**EXERCISE AIM:** Extract every line of the listing below that contains the word "bracelet" and reproduce each one in full.

(Records from an annotation dataset)

********************

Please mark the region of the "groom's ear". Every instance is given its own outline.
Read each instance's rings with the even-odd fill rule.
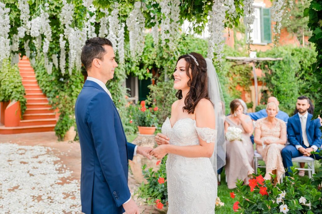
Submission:
[[[101,63],[100,60],[97,58],[94,58],[92,62],[92,66],[94,66],[98,68],[100,68]]]

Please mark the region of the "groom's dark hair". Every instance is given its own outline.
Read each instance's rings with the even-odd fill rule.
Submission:
[[[105,45],[113,46],[111,41],[105,38],[94,37],[86,41],[82,49],[80,60],[86,70],[90,68],[94,59],[104,61],[104,55],[106,52],[103,46]]]

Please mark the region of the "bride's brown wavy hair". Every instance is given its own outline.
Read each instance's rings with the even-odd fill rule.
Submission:
[[[197,65],[194,59],[189,54],[194,57],[199,65]],[[189,78],[188,86],[190,87],[190,90],[185,99],[185,106],[182,108],[184,111],[186,111],[188,114],[193,114],[195,108],[201,99],[204,98],[209,101],[210,99],[208,95],[208,78],[206,60],[201,54],[193,52],[189,54],[185,54],[179,57],[177,61],[177,64],[182,59],[184,59],[186,62],[185,72]],[[191,69],[191,75],[189,72],[189,68]],[[175,79],[173,75],[172,79]],[[178,90],[175,93],[175,97],[179,99],[182,99],[182,91]],[[212,104],[213,106],[213,104]]]

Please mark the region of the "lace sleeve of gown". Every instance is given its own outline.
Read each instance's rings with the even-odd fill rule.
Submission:
[[[194,123],[194,127],[200,138],[206,141],[207,143],[215,142],[216,137],[217,136],[217,130],[208,127],[197,127],[195,123]]]

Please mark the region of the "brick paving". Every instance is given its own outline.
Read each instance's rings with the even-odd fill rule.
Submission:
[[[50,147],[54,153],[61,159],[63,164],[66,165],[72,171],[71,180],[80,181],[80,148],[77,142],[58,141],[54,132],[38,132],[12,135],[0,135],[0,143],[10,143],[22,145],[38,145]],[[133,175],[129,176],[128,185],[130,191],[133,193],[139,185],[134,180]],[[159,212],[153,206],[147,206],[135,196],[134,199],[139,207],[142,214],[157,214]]]

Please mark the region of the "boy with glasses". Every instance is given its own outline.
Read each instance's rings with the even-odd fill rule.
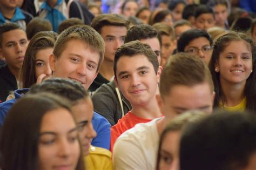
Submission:
[[[208,65],[212,56],[212,39],[207,32],[192,29],[181,35],[178,40],[177,49],[179,52],[198,56]]]

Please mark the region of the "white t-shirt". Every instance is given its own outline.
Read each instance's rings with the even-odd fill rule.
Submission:
[[[113,152],[115,169],[155,169],[159,134],[154,119],[137,124],[116,140]]]

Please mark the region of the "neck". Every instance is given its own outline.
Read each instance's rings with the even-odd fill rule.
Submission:
[[[99,68],[99,73],[106,79],[110,80],[114,76],[113,66],[113,62],[104,59]]]
[[[153,119],[162,115],[156,97],[153,98],[150,103],[143,106],[131,105],[132,109],[131,111],[139,117]]]
[[[10,10],[9,9],[1,8],[1,11],[3,16],[7,18],[11,19],[14,17],[15,13],[15,9]]]
[[[220,85],[223,92],[224,105],[228,107],[238,105],[245,97],[245,87],[246,81],[242,84],[223,83],[220,81]]]
[[[54,6],[55,6],[56,3],[53,2],[52,1],[47,1],[47,3],[51,6],[51,8],[53,8]]]
[[[216,26],[219,26],[219,27],[222,28],[224,28],[224,29],[225,28],[225,23],[223,23],[223,24],[221,24],[221,23],[217,24],[216,24]]]
[[[8,67],[9,69],[10,70],[10,71],[11,73],[14,74],[14,76],[15,77],[15,78],[16,79],[16,80],[18,81],[19,80],[19,73],[21,72],[21,69],[15,69],[15,68],[11,68]]]
[[[167,124],[166,122],[165,118],[164,117],[163,117],[161,119],[158,120],[157,121],[157,128],[159,135],[162,133],[164,128],[166,126],[166,125]]]

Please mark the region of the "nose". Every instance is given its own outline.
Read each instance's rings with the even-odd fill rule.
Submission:
[[[62,139],[58,143],[58,155],[63,158],[69,157],[71,152],[71,146],[67,139]]]
[[[237,57],[234,63],[234,66],[242,66],[242,60],[240,57]]]
[[[177,159],[177,160],[174,160],[172,163],[172,165],[170,167],[169,170],[176,170],[176,169],[179,169],[179,161],[178,159]]]
[[[90,126],[88,127],[88,131],[87,131],[86,135],[86,138],[87,139],[93,139],[95,138],[97,135],[97,133],[95,132],[92,124],[91,123]]]
[[[50,67],[50,64],[48,64],[46,68],[45,68],[45,74],[46,74],[48,76],[51,76],[52,74],[52,70],[51,69],[51,67]]]
[[[137,75],[133,76],[132,77],[132,86],[137,86],[140,85],[140,78]]]
[[[205,58],[205,54],[203,52],[201,49],[200,49],[198,51],[198,56],[199,56],[199,57],[201,58]]]
[[[80,63],[77,65],[76,72],[80,76],[85,76],[86,75],[86,64]]]
[[[124,44],[124,42],[123,41],[117,38],[115,42],[114,49],[117,50],[118,48],[121,46],[121,45],[122,45],[123,44]]]
[[[22,47],[21,44],[19,44],[19,43],[17,44],[16,47],[17,47],[17,53],[22,52]]]

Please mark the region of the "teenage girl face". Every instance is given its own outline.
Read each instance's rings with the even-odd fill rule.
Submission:
[[[170,26],[172,26],[173,23],[172,22],[172,17],[171,14],[166,15],[161,22],[165,23]]]
[[[38,144],[39,170],[75,169],[80,151],[71,114],[58,108],[43,116]]]
[[[179,149],[180,134],[179,131],[168,132],[164,138],[160,148],[160,170],[178,170]]]
[[[175,7],[172,12],[174,21],[177,21],[182,19],[182,12],[183,12],[184,7],[185,4],[182,3],[180,3],[176,5],[176,7]]]
[[[126,3],[123,10],[123,15],[126,17],[134,16],[139,6],[136,2],[130,1]]]
[[[245,85],[252,70],[250,45],[244,40],[231,41],[220,53],[215,71],[221,83]]]
[[[45,78],[51,77],[52,71],[50,67],[49,58],[53,51],[53,48],[49,47],[38,50],[36,53],[35,71],[37,79],[42,74],[45,74]]]
[[[89,9],[89,11],[94,15],[95,17],[97,17],[100,14],[100,11],[97,7],[91,8]]]
[[[144,10],[139,13],[138,18],[140,19],[143,23],[147,24],[149,24],[149,18],[151,13],[151,12],[150,10],[146,9]]]

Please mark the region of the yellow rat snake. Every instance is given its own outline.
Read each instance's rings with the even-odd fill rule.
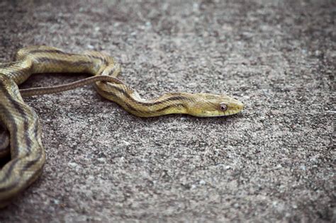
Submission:
[[[32,74],[61,72],[88,73],[93,76],[62,86],[18,89],[18,85]],[[0,158],[11,158],[0,169],[0,207],[6,207],[37,179],[45,161],[38,115],[22,96],[94,84],[101,96],[140,117],[172,113],[225,116],[243,108],[243,104],[233,98],[210,93],[169,93],[145,100],[116,78],[119,72],[120,65],[107,55],[92,51],[72,54],[46,46],[23,48],[14,62],[0,64]]]

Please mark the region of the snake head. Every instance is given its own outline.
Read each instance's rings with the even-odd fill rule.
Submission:
[[[227,96],[195,93],[189,104],[188,113],[198,117],[227,116],[240,112],[244,104]]]

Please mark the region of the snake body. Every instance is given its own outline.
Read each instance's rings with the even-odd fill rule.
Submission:
[[[94,83],[97,92],[140,117],[184,113],[199,117],[239,113],[243,105],[229,96],[209,93],[169,93],[145,100],[116,77],[119,64],[98,52],[65,52],[47,46],[18,51],[15,60],[0,64],[0,158],[11,159],[0,170],[0,207],[34,182],[42,172],[45,153],[41,128],[34,110],[22,96],[51,93]],[[19,90],[32,74],[88,73],[93,77],[58,86]]]

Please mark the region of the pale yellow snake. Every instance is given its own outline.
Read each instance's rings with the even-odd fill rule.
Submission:
[[[18,89],[18,85],[32,74],[60,72],[84,72],[96,77],[54,88]],[[224,116],[243,108],[242,103],[233,98],[209,93],[170,93],[145,100],[116,79],[119,72],[119,64],[105,54],[72,54],[45,46],[21,49],[14,62],[0,64],[0,158],[11,156],[0,170],[0,207],[36,180],[45,161],[38,115],[21,96],[62,91],[94,82],[101,96],[140,117],[172,113]]]

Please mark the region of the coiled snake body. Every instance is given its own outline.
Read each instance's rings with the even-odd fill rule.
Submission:
[[[55,87],[19,90],[18,85],[36,73],[89,73],[94,76]],[[94,83],[98,93],[140,117],[185,113],[199,117],[224,116],[240,112],[243,105],[226,96],[170,93],[145,100],[116,79],[120,66],[98,52],[72,54],[33,46],[20,50],[14,62],[0,64],[0,158],[11,160],[0,170],[0,207],[34,182],[42,172],[45,153],[34,110],[22,96],[51,93]]]

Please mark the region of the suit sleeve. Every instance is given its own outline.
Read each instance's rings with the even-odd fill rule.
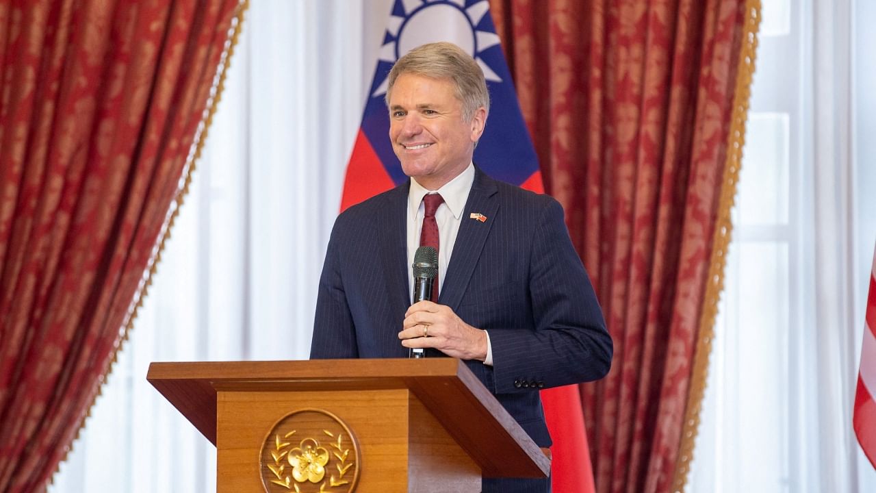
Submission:
[[[553,198],[534,227],[529,260],[533,327],[490,332],[497,393],[597,380],[611,364],[602,309]]]
[[[356,326],[347,304],[341,271],[340,250],[343,244],[339,238],[343,231],[338,225],[341,221],[339,217],[335,222],[322,265],[310,343],[311,360],[358,357]]]

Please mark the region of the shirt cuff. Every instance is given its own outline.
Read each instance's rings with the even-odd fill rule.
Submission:
[[[491,367],[492,366],[492,345],[490,344],[490,332],[484,331],[484,333],[487,334],[487,357],[484,360],[484,364]]]

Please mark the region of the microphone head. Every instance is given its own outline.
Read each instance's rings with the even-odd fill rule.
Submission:
[[[434,279],[438,276],[438,252],[432,246],[420,246],[413,254],[413,276]]]

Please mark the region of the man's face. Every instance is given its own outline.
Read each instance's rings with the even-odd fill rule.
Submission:
[[[389,103],[389,137],[405,175],[434,190],[469,166],[486,111],[478,108],[470,122],[463,121],[452,81],[402,74]]]

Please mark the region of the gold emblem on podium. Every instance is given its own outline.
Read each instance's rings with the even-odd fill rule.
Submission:
[[[359,479],[359,447],[350,427],[326,411],[303,409],[274,424],[259,454],[266,493],[350,493]]]

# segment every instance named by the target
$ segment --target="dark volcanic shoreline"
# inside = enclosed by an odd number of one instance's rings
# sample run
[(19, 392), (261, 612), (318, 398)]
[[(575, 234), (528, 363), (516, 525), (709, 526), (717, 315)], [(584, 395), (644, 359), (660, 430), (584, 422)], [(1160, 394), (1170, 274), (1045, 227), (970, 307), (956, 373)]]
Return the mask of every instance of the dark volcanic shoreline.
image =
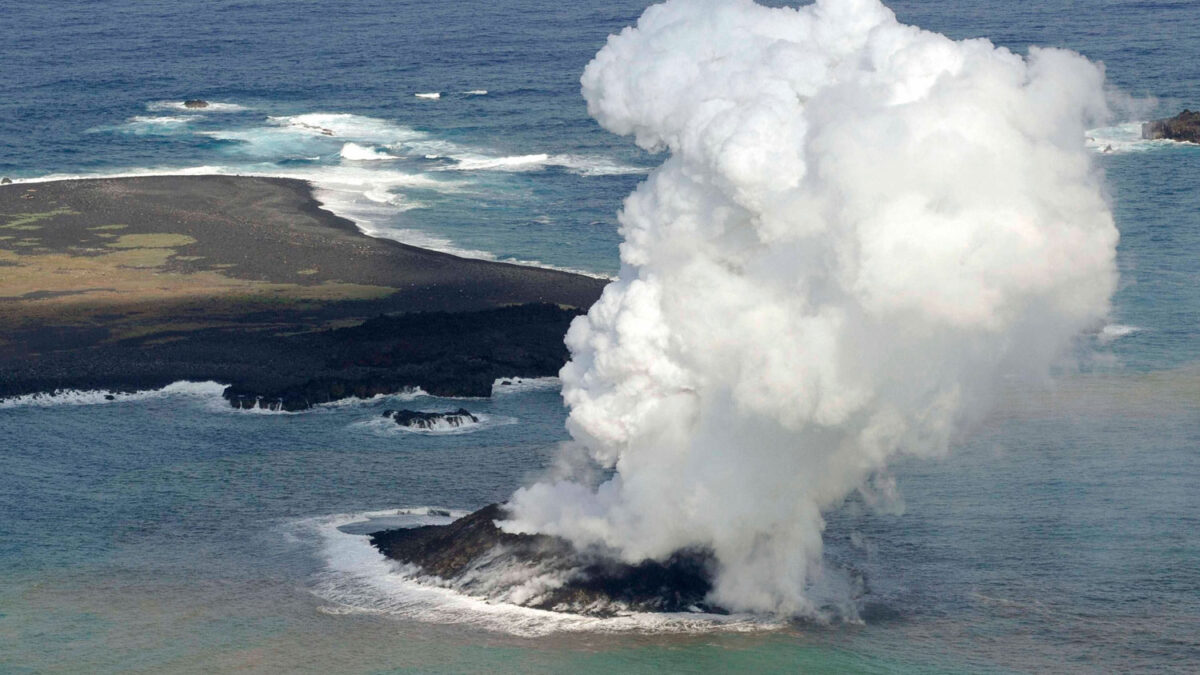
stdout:
[(0, 186), (0, 398), (229, 383), (302, 410), (554, 375), (602, 280), (367, 237), (307, 183), (145, 177)]

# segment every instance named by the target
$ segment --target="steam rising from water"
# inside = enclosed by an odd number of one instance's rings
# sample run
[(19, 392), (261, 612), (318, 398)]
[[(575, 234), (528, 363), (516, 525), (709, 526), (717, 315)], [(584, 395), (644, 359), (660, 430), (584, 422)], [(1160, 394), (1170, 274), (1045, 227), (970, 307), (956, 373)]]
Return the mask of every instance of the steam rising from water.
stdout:
[(944, 454), (1106, 313), (1103, 72), (876, 0), (673, 0), (582, 82), (600, 124), (670, 156), (566, 336), (574, 448), (614, 472), (520, 490), (505, 527), (630, 561), (710, 546), (714, 602), (811, 613), (822, 510)]

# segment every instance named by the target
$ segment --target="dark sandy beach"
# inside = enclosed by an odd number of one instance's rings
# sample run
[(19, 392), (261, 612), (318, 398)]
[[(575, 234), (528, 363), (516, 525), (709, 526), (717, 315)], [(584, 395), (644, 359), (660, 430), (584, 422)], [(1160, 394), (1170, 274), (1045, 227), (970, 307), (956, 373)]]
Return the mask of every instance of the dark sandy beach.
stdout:
[(486, 395), (553, 375), (602, 286), (367, 237), (300, 180), (5, 185), (0, 396), (178, 380), (293, 410), (415, 386)]

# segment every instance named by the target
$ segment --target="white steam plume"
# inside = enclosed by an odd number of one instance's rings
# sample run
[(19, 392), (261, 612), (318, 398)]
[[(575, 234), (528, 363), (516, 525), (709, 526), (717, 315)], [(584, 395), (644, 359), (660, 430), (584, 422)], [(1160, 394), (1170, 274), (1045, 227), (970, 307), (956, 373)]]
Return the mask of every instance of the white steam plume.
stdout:
[(1108, 311), (1103, 80), (876, 0), (648, 8), (582, 79), (601, 125), (670, 151), (566, 336), (568, 426), (614, 474), (522, 489), (504, 527), (630, 561), (710, 546), (714, 602), (814, 611), (822, 512), (946, 453)]

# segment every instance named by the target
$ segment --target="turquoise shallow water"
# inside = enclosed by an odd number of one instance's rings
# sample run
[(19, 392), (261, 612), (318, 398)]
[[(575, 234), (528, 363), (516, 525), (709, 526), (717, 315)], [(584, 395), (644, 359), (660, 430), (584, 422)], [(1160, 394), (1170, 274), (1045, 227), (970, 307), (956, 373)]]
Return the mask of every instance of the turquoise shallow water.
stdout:
[[(385, 235), (612, 273), (614, 213), (658, 160), (587, 119), (577, 78), (643, 6), (5, 7), (0, 174), (302, 175)], [(1194, 2), (893, 6), (1103, 60), (1136, 97), (1116, 123), (1200, 104)], [(170, 106), (191, 96), (233, 107)], [(1081, 372), (1006, 392), (949, 458), (896, 467), (901, 514), (829, 514), (862, 625), (679, 634), (422, 604), (336, 525), (504, 498), (565, 438), (552, 386), (406, 404), (491, 416), (450, 436), (378, 426), (395, 401), (247, 414), (191, 387), (0, 407), (0, 671), (1194, 670), (1200, 148), (1098, 161), (1122, 233), (1109, 334)]]

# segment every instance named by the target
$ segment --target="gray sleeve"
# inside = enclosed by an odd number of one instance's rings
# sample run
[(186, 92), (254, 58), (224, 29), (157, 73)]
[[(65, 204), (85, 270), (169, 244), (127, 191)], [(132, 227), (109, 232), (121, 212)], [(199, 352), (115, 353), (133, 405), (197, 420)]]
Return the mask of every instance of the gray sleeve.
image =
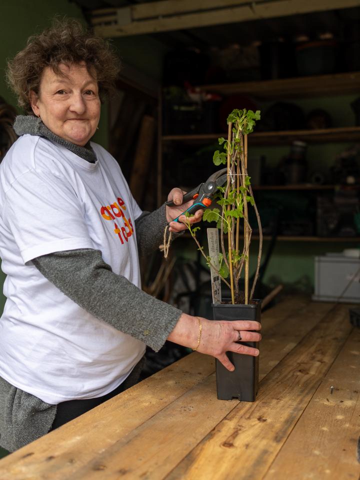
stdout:
[(34, 258), (32, 263), (84, 310), (156, 352), (164, 344), (182, 313), (114, 274), (98, 250), (58, 252)]
[[(164, 244), (165, 227), (168, 224), (165, 212), (165, 204), (152, 212), (143, 212), (135, 220), (138, 250), (139, 255), (144, 256), (152, 253)], [(175, 234), (172, 232), (172, 240), (182, 234), (184, 232)], [(168, 232), (166, 238), (168, 238)]]

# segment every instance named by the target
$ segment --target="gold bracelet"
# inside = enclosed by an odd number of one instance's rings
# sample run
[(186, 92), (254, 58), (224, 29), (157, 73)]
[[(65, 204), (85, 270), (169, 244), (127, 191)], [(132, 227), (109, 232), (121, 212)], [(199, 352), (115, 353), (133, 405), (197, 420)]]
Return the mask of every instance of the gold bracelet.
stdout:
[(198, 338), (198, 344), (196, 345), (196, 348), (192, 348), (192, 350), (194, 352), (196, 352), (196, 350), (199, 348), (199, 346), (200, 344), (200, 338), (201, 338), (201, 332), (202, 330), (202, 325), (201, 320), (198, 316), (197, 316), (196, 318), (198, 318), (198, 321), (199, 322), (199, 336)]

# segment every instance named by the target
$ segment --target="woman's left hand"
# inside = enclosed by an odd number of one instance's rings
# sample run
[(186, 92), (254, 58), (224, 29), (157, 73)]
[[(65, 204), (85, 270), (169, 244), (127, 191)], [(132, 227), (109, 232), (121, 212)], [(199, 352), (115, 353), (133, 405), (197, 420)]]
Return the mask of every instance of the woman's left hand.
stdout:
[(202, 208), (195, 212), (192, 216), (186, 217), (184, 215), (182, 215), (179, 218), (178, 222), (172, 222), (174, 218), (176, 218), (179, 215), (185, 212), (194, 203), (194, 200), (190, 200), (185, 204), (182, 203), (182, 197), (184, 194), (186, 193), (180, 190), (180, 188), (172, 188), (170, 193), (168, 196), (168, 200), (172, 200), (175, 204), (174, 206), (166, 206), (166, 220), (169, 222), (169, 230), (170, 232), (182, 232), (182, 230), (186, 230), (188, 227), (184, 224), (184, 222), (188, 222), (190, 224), (196, 224), (200, 222), (204, 210)]

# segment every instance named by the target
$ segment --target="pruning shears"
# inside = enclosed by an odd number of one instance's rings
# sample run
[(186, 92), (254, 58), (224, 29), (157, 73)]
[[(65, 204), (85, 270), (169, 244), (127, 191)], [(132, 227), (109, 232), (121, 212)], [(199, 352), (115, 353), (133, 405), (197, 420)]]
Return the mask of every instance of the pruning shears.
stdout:
[[(182, 202), (186, 203), (192, 198), (196, 200), (194, 204), (187, 208), (178, 216), (172, 222), (178, 222), (179, 217), (184, 215), (186, 212), (190, 214), (194, 214), (200, 208), (206, 208), (210, 206), (212, 202), (212, 197), (218, 186), (222, 186), (225, 183), (227, 176), (227, 168), (222, 168), (212, 174), (203, 184), (200, 184), (191, 192), (186, 194), (182, 198)], [(166, 202), (168, 206), (174, 206), (175, 204), (172, 200)]]

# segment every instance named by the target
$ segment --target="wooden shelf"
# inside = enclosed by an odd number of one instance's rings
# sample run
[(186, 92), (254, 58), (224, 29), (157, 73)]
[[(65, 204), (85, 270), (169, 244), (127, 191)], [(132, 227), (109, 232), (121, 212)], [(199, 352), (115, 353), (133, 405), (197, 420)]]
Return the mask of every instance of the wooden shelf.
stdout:
[(271, 100), (344, 95), (360, 92), (360, 72), (202, 85), (200, 88), (204, 92), (214, 92), (223, 96), (241, 94)]
[[(252, 238), (254, 240), (258, 240), (258, 235), (254, 235)], [(271, 240), (272, 236), (270, 235), (264, 235), (263, 237), (264, 240)], [(279, 236), (276, 240), (280, 242), (360, 242), (360, 236), (352, 237), (338, 237), (338, 236)]]
[[(190, 135), (165, 135), (164, 142), (184, 142), (188, 144), (216, 142), (227, 137), (226, 133)], [(287, 130), (284, 132), (254, 132), (249, 136), (252, 145), (288, 145), (295, 140), (309, 144), (360, 141), (360, 126), (345, 126), (321, 130)]]

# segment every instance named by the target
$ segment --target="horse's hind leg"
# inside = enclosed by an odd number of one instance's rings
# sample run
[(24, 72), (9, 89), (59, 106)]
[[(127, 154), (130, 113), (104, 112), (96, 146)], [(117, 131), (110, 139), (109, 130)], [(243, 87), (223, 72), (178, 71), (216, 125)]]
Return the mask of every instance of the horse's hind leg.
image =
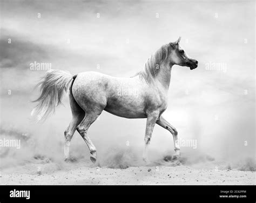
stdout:
[(90, 159), (93, 164), (96, 162), (97, 160), (96, 148), (88, 137), (87, 132), (91, 125), (97, 119), (98, 117), (102, 113), (102, 110), (98, 111), (97, 113), (95, 112), (86, 112), (85, 117), (77, 127), (77, 131), (78, 131), (87, 144), (87, 146), (88, 146), (90, 153), (91, 154)]
[(72, 120), (64, 132), (64, 160), (67, 160), (69, 158), (69, 146), (70, 141), (74, 134), (75, 131), (78, 125), (84, 117), (84, 110), (78, 105), (75, 100), (72, 93), (70, 94), (70, 103), (72, 111)]

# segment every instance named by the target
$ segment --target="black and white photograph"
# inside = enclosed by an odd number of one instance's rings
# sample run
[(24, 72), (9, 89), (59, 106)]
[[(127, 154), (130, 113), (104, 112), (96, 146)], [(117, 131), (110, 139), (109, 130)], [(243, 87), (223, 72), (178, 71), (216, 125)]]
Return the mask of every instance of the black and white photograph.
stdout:
[(1, 187), (255, 186), (255, 1), (0, 1)]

********************

**TASK ANSWER:**
$ segment --target="gold bracelet"
Return the mask of every instance of the gold bracelet.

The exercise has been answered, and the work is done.